Batiste v. State

Decision Date24 September 2020
Docket NumberNO. 2019-CA-00283-SCT,2019-CA-00283-SCT
PartiesBOBBY BATISTE a/k/a BOBBY L. BATISTE a/k/a BOBBY L. BATISTE, JR. a/k/a BOBBY LIONEL BATISTE, JR. a/k/a BOBBY LIONEL BATISTE v. STATE OF MISSISSIPPI
CourtMississippi Supreme Court

DATE OF JUDGMENT: 12/18/2018

TRIAL JUDGE: HON. JAMES T. KITCHENS, JR.

COURT FROM WHICH APPEALED: OKTIBBEHA COUNTY CIRCUIT COURT

ATTORNEYS FOR APPELLANT: OFFICE OF CAPITAL POST-CONVICTION COUNSEL BY: BENJAMIN H. McGEE, III TREASURE R. TYSON SCOTT A. JOHNSON

ATTORNEYS FOR APPELLEE: OFFICE OF THE ATTORNEY GENERAL BY: LADONNA C. HOLLAND BRAD A. SMITH ASHLEY L. SULSER

NATURE OF THE CASE: CIVIL - DEATH PENALTY - POST CONVICTION

DISPOSITION: REMANDED - 09/24/2020

MOTION FOR REHEARING FILED:

MANDATE ISSUED:

EN BANC.

CHAMBERLIN, JUSTICE FOR THE COURT:

¶1. Bobby Batiste was convicted of capital murder in Oktibbeha County and was sentenced to death. His conviction and sentence were affirmed by this Court. Batiste v. State, 121 So. 3d 808 (Miss. 2013). This Court later granted him the right to file the petition for post-conviction relief (PCR), the subject of this opinion. Batiste v. State, 184 So. 3d 290 (Miss. 2016).1 This Court granted Batiste the right to file a PCR action because the Court determined that Batiste was entitled to a hearing regarding alleged communications between bailiffs and/or others and members of the jury. Id.

¶2. Batiste then filed a PCR action in circuit court, and hearings were held. During the hearings, a motion was made requesting that the trial judge recuse. This motion was denied, and, ultimately, the PCR was denied. Batiste appealed both the denial of the request to recuse as well as the denial of the PCR on its merits. Because we find that evidentiary questions remain relating to the recusal issue, we do not yet address the merits of the PCR.

FACTS AND PROCEDURAL HISTORY

¶3. Because this Court's analysis is limited to the recusal issue, a lengthy recitation of the facts underlying Batiste's conviction/sentence or this PCR action are unnecessary. A detailed outline of those facts, however, can be found in this Court's decision granting Batiste's PCR. Id. For the purposes of this opinion, the circuit court held a hearing on April 4, 2018, to determine if improper communications had occurred between bailiffs and/or other persons and the jury and, if so, what impact, if any, those communications had on Batiste's conviction and sentence.

## Items
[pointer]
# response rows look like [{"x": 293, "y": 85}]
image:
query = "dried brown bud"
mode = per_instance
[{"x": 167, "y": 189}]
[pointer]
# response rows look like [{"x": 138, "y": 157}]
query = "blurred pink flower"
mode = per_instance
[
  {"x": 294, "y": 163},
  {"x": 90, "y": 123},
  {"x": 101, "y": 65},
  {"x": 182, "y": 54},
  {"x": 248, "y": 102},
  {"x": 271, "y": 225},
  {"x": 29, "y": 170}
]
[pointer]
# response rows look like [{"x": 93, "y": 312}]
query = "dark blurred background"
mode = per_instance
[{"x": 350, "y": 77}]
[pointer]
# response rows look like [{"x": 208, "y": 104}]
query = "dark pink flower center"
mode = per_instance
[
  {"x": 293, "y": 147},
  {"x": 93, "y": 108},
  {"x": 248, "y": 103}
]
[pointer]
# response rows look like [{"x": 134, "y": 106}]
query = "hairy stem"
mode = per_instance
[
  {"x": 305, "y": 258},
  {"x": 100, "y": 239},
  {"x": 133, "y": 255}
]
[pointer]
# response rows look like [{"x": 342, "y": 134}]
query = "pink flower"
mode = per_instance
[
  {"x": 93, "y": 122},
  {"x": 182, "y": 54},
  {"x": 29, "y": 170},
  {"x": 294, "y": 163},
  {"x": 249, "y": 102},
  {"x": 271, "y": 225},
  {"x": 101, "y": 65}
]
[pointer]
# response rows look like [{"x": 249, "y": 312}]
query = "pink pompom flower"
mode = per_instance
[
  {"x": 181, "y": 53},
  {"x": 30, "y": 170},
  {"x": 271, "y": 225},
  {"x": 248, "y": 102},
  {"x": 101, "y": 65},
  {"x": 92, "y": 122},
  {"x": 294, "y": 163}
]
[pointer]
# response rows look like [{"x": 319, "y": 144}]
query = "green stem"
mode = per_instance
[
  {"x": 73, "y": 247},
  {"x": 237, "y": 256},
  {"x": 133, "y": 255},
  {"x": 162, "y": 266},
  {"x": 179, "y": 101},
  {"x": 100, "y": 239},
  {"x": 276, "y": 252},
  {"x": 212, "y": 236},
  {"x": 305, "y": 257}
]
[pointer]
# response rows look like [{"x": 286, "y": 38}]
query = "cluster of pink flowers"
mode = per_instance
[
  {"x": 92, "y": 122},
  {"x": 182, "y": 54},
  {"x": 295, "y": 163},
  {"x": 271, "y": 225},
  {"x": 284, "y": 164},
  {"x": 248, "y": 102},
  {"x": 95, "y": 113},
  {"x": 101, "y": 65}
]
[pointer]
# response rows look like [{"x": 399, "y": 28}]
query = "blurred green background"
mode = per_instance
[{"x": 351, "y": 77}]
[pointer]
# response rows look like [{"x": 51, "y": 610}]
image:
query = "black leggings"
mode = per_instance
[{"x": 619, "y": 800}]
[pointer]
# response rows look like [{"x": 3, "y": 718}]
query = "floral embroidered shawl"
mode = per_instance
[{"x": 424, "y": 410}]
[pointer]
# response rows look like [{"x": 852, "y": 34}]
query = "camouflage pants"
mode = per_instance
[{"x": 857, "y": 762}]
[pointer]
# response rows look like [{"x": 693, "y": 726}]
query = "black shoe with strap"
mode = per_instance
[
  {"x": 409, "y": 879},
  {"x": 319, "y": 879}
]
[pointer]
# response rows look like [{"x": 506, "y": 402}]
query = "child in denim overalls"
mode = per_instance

## Task instructions
a – In the Batiste v. State opinion, on what date did the circuit court hold its hearing on whether improper communications had occurred with the jury?
b – Extend the Batiste v. State opinion by continuing it from its last sentence.

## Responses
a – April 4, 2018.

b –
¶4. At the hearing, the two jurors (Denise Cranford and Webster Rowan) who hadpresented affidavits alleging extraneous contact were called by Batiste to testify. The State called one of the trial bailiffs. After receiving testimony, the judge recessed the hearing, which he later set to reconvene on July 27, 2018. The hearing did not take place that day because Batiste had not been transported by the Mississippi Department of Corrections for unknown reasons. During a chambers conference that day, however, the trial judge expressed concern about one of the statements in Cranford's affidavit. The statement read as follows:

During the year before my trial, my sister-in[-]law had been murdered in Tennessee by police. During the trial, Judge Kitchens told me that he knew about this situation and if there was anything he could do to help me with this situation, just let him know. I felt the judge was extremely nice to me and his attention made me feel more comfortable serving on the jury.

¶5. Batiste moved for the trial judge to recuse based on what had occurred at the conference. According to the affidavit of Batiste's counsel, the trial judge advised the attorneys that Cranford's affidavit "raised questions in his mind about the reliability of Ms. Cranford's testimony." The judge indicated that he did not recall making the statement in question to Cranford but that he had seen Cranford at a campaign-related event in 2010 and might have made such a statement to her then.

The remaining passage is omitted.